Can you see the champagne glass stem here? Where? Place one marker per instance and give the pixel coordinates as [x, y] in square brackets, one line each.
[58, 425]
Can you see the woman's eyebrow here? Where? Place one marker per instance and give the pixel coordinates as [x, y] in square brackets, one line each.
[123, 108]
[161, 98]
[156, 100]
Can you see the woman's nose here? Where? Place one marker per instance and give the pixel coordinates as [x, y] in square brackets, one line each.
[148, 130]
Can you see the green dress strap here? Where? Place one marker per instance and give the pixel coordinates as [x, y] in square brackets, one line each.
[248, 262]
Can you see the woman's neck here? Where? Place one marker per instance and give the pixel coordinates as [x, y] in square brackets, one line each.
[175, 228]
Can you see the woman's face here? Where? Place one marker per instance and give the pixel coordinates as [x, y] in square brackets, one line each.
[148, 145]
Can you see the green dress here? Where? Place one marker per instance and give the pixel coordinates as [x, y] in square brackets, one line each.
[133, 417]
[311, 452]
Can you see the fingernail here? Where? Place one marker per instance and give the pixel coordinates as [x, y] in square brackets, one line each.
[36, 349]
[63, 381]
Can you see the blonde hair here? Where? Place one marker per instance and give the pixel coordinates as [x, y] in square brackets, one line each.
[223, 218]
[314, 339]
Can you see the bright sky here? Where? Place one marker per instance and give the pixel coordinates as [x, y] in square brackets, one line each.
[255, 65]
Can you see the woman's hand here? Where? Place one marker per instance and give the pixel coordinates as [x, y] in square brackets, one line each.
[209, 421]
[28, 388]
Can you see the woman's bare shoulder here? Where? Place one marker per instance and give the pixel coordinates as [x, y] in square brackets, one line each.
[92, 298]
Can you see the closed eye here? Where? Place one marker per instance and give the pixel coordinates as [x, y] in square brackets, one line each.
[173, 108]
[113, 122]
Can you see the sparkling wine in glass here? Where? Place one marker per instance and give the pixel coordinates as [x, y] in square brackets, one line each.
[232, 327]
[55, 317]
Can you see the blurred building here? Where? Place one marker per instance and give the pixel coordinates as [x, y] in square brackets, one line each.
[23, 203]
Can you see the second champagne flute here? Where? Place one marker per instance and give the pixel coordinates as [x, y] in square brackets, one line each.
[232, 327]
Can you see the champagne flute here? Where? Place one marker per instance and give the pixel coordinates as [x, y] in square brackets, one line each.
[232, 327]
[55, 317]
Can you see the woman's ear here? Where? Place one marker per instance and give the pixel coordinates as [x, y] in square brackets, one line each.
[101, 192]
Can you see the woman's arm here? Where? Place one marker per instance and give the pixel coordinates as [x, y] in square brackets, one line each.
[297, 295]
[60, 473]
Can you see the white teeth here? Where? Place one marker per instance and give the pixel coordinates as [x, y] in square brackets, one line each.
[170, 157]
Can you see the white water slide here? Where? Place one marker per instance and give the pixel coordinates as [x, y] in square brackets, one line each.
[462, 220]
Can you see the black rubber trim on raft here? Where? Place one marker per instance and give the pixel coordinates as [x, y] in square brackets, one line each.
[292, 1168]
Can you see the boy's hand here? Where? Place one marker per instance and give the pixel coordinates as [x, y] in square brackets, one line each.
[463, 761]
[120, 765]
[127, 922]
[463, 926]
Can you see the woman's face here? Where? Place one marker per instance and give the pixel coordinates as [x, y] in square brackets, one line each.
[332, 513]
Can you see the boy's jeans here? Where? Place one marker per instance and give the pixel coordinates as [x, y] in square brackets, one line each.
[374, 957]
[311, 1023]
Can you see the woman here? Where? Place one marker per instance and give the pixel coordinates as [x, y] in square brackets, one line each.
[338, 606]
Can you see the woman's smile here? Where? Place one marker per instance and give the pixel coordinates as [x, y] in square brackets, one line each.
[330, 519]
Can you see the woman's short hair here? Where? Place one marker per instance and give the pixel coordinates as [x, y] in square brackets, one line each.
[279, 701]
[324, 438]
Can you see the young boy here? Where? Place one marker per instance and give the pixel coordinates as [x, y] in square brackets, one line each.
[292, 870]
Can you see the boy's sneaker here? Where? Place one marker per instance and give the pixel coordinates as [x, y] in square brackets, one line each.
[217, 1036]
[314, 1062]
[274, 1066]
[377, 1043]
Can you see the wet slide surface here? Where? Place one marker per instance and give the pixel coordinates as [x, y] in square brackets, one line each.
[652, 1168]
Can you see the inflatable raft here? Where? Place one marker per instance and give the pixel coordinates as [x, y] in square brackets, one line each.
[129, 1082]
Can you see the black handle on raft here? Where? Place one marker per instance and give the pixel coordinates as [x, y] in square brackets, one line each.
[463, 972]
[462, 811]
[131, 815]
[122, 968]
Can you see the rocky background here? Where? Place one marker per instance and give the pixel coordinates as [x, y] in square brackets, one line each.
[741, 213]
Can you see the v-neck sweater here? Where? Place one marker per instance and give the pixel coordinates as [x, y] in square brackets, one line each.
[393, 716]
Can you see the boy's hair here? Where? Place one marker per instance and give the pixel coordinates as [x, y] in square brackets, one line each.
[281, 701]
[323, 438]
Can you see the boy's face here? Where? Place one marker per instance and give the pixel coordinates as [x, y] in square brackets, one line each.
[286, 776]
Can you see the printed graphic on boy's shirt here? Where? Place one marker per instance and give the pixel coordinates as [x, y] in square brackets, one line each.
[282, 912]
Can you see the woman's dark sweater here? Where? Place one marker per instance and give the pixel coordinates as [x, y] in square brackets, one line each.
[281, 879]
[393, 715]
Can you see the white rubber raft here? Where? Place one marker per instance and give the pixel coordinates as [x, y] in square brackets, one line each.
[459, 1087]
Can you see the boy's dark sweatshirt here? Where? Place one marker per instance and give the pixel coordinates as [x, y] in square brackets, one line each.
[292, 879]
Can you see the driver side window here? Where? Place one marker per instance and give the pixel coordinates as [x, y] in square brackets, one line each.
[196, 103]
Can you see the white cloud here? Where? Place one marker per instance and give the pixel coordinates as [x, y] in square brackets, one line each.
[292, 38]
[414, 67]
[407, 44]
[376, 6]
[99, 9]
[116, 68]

**Exercise directions:** In this exercise, repeat all entries exactly.

**Task solution:**
Can you see the champagne glass stem here? Where? Place one marker per instance and give the pixel coordinates as [x, y] in square brackets, one line each.
[58, 425]
Can you see the woman's eyebrow here? Where? Place one marker per instance and give the pixel coordinates as [x, y] in square brackets, one line each.
[123, 108]
[161, 98]
[156, 100]
Can you see the woman's nose here? Where? Place one marker per instance and give the pixel coordinates as [x, y] in square brackets, one line each.
[148, 130]
Can you see the green dress strap here? Where? Place one marker per instance and give the pixel coordinates as [x, y] in square brackets, one line each.
[248, 262]
Can you see the woman's neck here? Where? Place one marker per instance and give the pixel coordinates as [x, y] in square brackets, one line each.
[175, 228]
Can you see the woman's face here? Where? Place one marker per instance and give the pixel coordinates as [x, y] in square brackets, one line each.
[148, 145]
Can you see the green dress here? Where? Place one marker per instance and give the pixel coordinates as [x, y] in square brackets, one line each.
[133, 417]
[311, 452]
Can you see the fingernail here? Where? Place one marker per instance and give the pixel coordinates as [x, y] in square brackets, one line each.
[36, 349]
[63, 381]
Can you see the blonde hair here? Where? Place one marker per instance and give the pixel coordinates as [x, y] in square brackets, one line each.
[223, 218]
[314, 339]
Can you see the bright sky here? Where? Place one marker per instance and give the pixel coordinates as [x, y] in square brackets, one line each.
[255, 65]
Can you see the woman's hand here? Where? Place one marker per instance and give the pixel coordinates as [x, y] in square brackets, one line each.
[209, 421]
[28, 388]
Can you see the woman's bare shoulder here? Where? Place one marker per instance and give the pixel coordinates as [x, y] in square brackets, one line each.
[92, 298]
Can you see the closed eye here? Where? Place one marker per instance and give the pixel coordinates as [x, y] in square brackets, one line each.
[173, 108]
[113, 122]
Can you see the sparkling wine in glass here? Where? Place one marker per instance and give the pixel coordinates as [x, y] in square brackets, one line each.
[232, 327]
[55, 317]
Can you see the blurred building here? Where? Place one marker per instance and give the pixel coordinates as [x, y] in square brackets, one line each.
[23, 203]
Can you see the second champagne flute here? Where? Place one marker per instance and give the pixel coordinates as [x, y] in square brackets, one line each.
[232, 327]
Can you see the champagne flute here? Where? Place one marker per instance and give the pixel coordinates as [x, y] in square brackets, one line each.
[232, 327]
[55, 317]
Can you see the woman's ear here? Where? Place one marker per instance and give the pixel coordinates as [x, y] in square brackets, one line each.
[101, 192]
Can you see the woman's arm here? Where? Place one marker per instance and give the pixel coordinates as [x, y] in square brackets, one line each.
[297, 295]
[60, 473]
Can you see the white teeth here? Where? Place one marker per instance and give the pixel coordinates as [x, y] in square brackets, one line each.
[170, 157]
Can you see the white water slide here? Where? Place one marker per instance and give the pixel coordinates as [x, y] in square brackets, one line each.
[462, 220]
Can you see the black rubber trim on raft here? Where? Place one marker per instance and give the pixel coordinates as [x, y] in square brackets, one line each.
[292, 1168]
Can you see the boy's hand here? Where? Place one marker per instance and give the pixel coordinates as [x, y] in square brackets, one line each.
[463, 761]
[120, 765]
[127, 922]
[463, 926]
Can you see the woman's face here? Where? Place one marker per instance and give the pixel coordinates as [x, y] in square brackets, one line each.
[332, 513]
Can you see the boy's jeans here? Where? Place one marker per instance and give the pixel coordinates as [x, y] in square brackets, one line each.
[374, 957]
[311, 1023]
Can you see the woman here? Where? Place one marker per instance and give the pixel coordinates as [x, y] in square brackets, one line each.
[338, 606]
Can you see the woman's smile here? Where? Place one marker per instance and give the pixel coordinates as [x, y] in square brackets, one line each.
[330, 519]
Can you see the woman's short hair here? Where? Place one marker per instance and give the pixel coordinates as [x, y] in square brackets, one line each.
[279, 701]
[324, 438]
Can you see the young boy here? Where? Place one marker per instance and give the pixel coordinates as [x, y] in square brackets, one line each.
[292, 870]
Can you see the boy's sneaker here? Where? Place one marker per instance and give the pixel coordinates as [x, y] in square brackets, one line each.
[217, 1036]
[314, 1062]
[274, 1066]
[377, 1043]
Can you see the wet slide surface here? Where? Place one marker per instance and give the pixel coordinates as [x, y] in square brackets, one line each.
[652, 1168]
Can you see the inflatable raft here? Where? Place one marker per instance and give the pixel coordinates as [x, y] in square brackets, one line each.
[129, 1082]
Can you see the black handle on raft here? Where? Place one marker per instance and give the pixel coordinates as [x, y] in square brackets, one line each.
[463, 972]
[462, 811]
[131, 815]
[122, 968]
Can you see the rocky background here? Where? Place one marker per instance and give the pixel coordinates as [x, y] in square brackets, one line each.
[741, 213]
Can you see the v-neck sweater here? Where? Place one marker per instance and give the pixel coordinates as [x, y] in square brackets, one line each.
[393, 716]
Can you see the boy's hair here? Where? Place one marker per instance and give the pixel coordinates as [x, y] in square brackets, one line each.
[281, 701]
[323, 438]
Can you see the boy's face here? Where? Place one marker per instance and give the pixel coordinates as [x, y] in square brackets, one line each.
[286, 776]
Can you see the printed graphic on boy's shirt here? Where? Place one marker per instance and give the pixel coordinates as [x, y] in square brackets, one line each.
[282, 912]
Can you see the woman's dark sweater here? Where? Place one marker per instance and give the pixel coordinates as [x, y] in square brackets, one line each.
[281, 879]
[393, 715]
Can you see the white rubber raft here? Where? Place one marker per instance and give the pixel coordinates as [x, y] in square brackets, one line each.
[459, 1087]
Can you see the boy's dark sweatshirt here? Where? Place one marker per instance and give the pixel coordinates as [x, y] in square brackets, one line each.
[292, 879]
Can you see the driver side window here? Where? Place one marker per instance and give the pixel coordinates as [x, y] in square brackets, one line each.
[196, 103]
Can you see the white cloud here? Where? Place one marker per instance and give the pixel coordinates as [x, y] in square brackets, one line each.
[292, 38]
[414, 67]
[407, 44]
[376, 6]
[99, 9]
[116, 68]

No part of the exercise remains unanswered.